▸ **Assignment**
What is the number of lines below that include "hair"? Give that number alone.

▸ **Input**
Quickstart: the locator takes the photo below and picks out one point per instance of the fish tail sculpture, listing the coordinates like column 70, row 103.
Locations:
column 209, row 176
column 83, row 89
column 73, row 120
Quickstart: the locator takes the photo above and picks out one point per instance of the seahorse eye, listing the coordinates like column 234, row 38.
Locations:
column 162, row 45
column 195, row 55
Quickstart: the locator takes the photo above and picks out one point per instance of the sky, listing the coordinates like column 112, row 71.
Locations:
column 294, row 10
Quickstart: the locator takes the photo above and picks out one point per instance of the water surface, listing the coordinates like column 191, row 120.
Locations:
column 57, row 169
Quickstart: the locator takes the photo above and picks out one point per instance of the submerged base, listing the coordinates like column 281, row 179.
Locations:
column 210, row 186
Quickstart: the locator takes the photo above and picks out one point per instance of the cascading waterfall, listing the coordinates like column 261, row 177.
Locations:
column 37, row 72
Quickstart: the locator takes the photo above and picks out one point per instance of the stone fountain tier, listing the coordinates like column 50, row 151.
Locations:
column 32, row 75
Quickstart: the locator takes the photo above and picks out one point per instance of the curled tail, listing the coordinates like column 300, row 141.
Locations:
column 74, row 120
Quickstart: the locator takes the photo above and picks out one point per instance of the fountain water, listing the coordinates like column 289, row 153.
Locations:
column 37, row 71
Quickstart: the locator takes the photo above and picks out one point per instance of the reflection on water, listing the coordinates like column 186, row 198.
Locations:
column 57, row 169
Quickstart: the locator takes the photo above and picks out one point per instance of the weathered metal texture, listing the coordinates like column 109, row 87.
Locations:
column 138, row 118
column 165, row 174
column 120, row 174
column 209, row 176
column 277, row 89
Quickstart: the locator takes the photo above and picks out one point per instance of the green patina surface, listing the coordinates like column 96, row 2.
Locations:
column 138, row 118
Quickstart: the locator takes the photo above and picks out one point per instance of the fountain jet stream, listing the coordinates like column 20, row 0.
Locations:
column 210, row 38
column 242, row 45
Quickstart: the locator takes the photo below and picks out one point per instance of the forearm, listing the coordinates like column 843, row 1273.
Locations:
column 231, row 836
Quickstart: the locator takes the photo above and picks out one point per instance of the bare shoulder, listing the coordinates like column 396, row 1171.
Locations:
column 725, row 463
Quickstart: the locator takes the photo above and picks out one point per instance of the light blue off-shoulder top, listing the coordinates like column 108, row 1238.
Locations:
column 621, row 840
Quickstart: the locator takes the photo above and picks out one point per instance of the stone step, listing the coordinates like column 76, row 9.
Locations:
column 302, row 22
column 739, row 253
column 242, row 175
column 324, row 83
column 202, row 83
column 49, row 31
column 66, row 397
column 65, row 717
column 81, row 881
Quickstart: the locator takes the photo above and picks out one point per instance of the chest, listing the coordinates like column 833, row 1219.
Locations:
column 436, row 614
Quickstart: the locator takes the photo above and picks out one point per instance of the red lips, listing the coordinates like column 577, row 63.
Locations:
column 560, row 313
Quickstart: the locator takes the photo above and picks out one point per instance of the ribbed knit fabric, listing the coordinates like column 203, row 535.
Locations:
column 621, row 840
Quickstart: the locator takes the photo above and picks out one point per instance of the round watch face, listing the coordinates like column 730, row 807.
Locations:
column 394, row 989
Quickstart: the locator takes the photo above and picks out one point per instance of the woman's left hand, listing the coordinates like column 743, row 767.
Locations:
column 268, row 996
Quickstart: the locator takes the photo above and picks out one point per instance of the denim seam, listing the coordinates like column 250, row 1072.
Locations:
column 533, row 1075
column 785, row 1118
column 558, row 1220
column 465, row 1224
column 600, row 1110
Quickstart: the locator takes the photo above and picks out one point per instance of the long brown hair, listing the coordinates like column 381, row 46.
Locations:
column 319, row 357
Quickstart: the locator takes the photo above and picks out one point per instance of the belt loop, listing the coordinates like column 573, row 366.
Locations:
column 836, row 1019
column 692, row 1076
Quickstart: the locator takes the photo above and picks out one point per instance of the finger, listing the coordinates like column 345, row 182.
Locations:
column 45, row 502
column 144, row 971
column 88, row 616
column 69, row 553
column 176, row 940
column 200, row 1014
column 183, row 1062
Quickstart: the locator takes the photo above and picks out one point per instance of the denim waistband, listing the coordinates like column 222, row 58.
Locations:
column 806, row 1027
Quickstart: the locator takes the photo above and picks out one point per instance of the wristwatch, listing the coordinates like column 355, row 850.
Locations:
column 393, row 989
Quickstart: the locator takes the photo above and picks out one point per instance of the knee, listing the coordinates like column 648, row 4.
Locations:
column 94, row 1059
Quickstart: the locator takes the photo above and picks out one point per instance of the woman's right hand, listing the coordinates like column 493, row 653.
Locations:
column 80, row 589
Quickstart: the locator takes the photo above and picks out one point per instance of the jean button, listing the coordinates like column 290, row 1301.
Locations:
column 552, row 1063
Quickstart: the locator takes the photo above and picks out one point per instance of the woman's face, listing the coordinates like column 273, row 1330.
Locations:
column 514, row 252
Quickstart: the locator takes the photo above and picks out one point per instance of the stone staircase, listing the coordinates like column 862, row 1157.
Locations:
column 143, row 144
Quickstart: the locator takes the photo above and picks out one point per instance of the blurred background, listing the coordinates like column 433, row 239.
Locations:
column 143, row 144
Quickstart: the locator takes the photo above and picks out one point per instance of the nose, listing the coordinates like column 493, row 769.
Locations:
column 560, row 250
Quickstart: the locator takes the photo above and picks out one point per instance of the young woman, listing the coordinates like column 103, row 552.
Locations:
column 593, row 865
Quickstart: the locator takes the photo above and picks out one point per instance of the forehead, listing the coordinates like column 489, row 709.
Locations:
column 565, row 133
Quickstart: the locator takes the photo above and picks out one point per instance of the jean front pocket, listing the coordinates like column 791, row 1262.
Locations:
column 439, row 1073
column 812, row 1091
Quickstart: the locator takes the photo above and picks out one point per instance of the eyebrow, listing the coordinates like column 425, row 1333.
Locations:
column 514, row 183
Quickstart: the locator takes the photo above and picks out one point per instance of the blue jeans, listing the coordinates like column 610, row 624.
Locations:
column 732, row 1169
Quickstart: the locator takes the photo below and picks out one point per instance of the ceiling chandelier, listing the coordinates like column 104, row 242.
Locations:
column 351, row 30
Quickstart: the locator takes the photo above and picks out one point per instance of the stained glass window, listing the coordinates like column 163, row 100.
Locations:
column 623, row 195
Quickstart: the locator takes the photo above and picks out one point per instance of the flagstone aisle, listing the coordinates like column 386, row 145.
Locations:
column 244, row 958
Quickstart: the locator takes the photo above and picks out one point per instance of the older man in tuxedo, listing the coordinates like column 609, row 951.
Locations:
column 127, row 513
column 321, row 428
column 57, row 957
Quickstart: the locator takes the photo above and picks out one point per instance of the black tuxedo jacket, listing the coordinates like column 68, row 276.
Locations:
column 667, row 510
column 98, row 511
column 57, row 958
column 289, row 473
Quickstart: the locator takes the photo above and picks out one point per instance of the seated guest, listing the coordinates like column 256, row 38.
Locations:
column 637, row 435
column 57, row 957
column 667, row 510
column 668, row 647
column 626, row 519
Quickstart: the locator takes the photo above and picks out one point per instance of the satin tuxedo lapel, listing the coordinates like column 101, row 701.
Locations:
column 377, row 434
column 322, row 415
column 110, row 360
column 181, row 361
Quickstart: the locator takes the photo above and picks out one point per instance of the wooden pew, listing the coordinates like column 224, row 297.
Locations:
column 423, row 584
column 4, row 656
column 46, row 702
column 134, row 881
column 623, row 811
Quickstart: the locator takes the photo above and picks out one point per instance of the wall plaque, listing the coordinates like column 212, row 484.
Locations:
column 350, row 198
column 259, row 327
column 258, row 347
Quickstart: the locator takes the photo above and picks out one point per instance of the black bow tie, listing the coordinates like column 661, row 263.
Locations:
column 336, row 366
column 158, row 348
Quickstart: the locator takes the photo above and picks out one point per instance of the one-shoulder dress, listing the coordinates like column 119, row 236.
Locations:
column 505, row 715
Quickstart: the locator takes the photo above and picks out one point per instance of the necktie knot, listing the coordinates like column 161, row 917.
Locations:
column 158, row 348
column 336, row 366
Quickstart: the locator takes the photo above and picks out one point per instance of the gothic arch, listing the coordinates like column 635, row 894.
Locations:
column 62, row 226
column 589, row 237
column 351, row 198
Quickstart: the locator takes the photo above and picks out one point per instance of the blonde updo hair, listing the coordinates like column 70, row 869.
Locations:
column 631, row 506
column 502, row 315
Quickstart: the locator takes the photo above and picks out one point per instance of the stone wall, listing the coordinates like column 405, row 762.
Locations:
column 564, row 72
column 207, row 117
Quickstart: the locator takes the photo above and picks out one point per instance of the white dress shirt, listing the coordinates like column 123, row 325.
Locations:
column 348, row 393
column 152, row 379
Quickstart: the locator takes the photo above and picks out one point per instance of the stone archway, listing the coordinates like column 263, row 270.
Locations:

▸ **Reply**
2